### Supplied text
________________
Hah, that was a misleading error message!
Ah, I’ll wait then
Hah, that was a misleading error message!
Ah, I’ll wait then
I will discuss with @rok_cesnovar - I think there have been enough minor fixes in the past week to justify a 2.30.1
After installing the experimental version of RStan, you can use the nightly stanc3
as follows:
file.remove(system.file("stanc.js", package = "rstan"))
download.file("https://github.com/stan-dev/stanc3/releases/download/nightly/stanc.js", file.path(find.package("rstan"), "stanc.js"))
Sounds good. Thanks!
Should RStan stan()
command honour options(stanc.allow_optimizations = TRUE)
? I installed the latest experimental version (with your commits today), but running stan()
creates the C++ code without --O1 flag.
It should. What’s the output of the following:
formals(rstan::stanc)
and
getOption("stanc.allow_optimizations")
> getOption("stanc.allow_optimizations")
[1] TRUE
> formals(rstan::stanc)
$file
$model_code
[1] ""
$model_name
[1] "anon_model"
$verbose
[1] FALSE
$obfuscate_model_name
[1] TRUE
$allow_undefined
isTRUE(getOption("stanc.allow_undefined", FALSE))
$allow_optimizations
isTRUE(getOption("stanc.allow_optimizations", FALSE))
$standalone_functions
isTRUE(getOption("stanc.standalone_functions", FALSE))
________________
### Provided records

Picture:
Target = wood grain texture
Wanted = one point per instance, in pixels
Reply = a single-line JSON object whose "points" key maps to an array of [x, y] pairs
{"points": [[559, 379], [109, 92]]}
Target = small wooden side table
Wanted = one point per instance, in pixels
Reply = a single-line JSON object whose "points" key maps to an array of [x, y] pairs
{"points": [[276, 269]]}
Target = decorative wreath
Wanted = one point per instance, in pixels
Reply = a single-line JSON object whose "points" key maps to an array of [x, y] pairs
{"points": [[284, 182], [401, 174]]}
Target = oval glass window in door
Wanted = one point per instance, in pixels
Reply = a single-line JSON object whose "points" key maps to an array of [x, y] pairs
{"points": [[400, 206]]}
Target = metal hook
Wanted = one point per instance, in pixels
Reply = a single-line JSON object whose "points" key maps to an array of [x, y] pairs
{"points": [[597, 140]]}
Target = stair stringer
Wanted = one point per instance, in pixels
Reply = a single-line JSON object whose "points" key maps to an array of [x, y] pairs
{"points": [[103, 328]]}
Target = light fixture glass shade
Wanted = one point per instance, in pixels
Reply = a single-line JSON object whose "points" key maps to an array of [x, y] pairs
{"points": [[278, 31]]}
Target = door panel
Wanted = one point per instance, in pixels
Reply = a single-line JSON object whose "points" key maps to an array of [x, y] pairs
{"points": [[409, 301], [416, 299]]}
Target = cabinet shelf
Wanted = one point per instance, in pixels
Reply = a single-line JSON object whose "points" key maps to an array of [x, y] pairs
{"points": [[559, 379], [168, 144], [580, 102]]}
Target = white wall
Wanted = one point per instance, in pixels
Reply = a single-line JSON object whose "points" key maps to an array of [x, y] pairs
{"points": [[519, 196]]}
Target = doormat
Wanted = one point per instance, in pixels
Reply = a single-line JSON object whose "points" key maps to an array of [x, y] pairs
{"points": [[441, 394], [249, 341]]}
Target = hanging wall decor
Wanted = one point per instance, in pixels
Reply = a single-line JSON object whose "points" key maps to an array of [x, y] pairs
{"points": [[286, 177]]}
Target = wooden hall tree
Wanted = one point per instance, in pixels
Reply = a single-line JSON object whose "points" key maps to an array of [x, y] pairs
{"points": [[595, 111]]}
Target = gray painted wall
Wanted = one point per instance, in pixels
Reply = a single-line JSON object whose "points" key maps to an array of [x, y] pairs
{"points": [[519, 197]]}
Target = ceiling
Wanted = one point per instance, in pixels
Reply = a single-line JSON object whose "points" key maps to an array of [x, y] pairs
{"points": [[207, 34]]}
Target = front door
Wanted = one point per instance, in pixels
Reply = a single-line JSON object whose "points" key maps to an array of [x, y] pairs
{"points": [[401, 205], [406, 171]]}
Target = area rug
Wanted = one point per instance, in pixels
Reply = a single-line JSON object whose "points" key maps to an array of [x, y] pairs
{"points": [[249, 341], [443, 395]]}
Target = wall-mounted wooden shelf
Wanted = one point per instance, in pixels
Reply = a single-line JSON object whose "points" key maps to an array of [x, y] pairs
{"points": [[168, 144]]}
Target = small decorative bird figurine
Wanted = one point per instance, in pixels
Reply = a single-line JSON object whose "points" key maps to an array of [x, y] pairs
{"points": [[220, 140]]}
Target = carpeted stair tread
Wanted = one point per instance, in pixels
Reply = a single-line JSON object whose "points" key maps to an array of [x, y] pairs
________________
### Work to do
(A) Answer these from the RStan forum thread:
(i) Which release number is proposed because of the minor fixes from the past week?
(ii) Which flag is missing from the C++ code that stan() creates?
(iii) What default value does formals(rstan::stanc) show for $model_name?
(B) Retype the RStan forum thread from "Sounds good. Thanks!" to "but running stan()".
(C) Continue the RStan forum thread from the point where it stops.
The material is separate from the RStan forum thread.

### Outputs
(A)
(i) 2.30.1
(ii) --O1
(iii) "anon_model"

(B)
Sounds good. Thanks!
Should RStan stan()
command honour options(stanc.allow_optimizations = TRUE)
? I installed the latest experimental version (with your commits today), but running stan()

(C)
$use_opencl
isTRUE(getOption("stanc.use_opencl", FALSE))
$warn_pedantic
isTRUE(getOption("stanc.warn_pedantic", FALSE))
$warn_uninitialized
isTRUE(getOption("stanc.warn_uninitialized", FALSE))
$isystem
c(if (!missing(file)) dirname(file), getwd())
How did you know it doesn’t honour the option? Maybe, your code isn’t affected by O1
optimizations? Also, does rstan::stanc(model_code = <stancode>, allow_optimizations = TRUE)
generate different C++ code?
The generated code shows
return std::vector<std::string>{"stanc_version = stanc3 v2.30.0", "stancflags = "};
Works with CmdStanR: with 50% drop in sampling time.
Also misses the --O1 from that line I mentioned above
I would not rely on the "stancflags = "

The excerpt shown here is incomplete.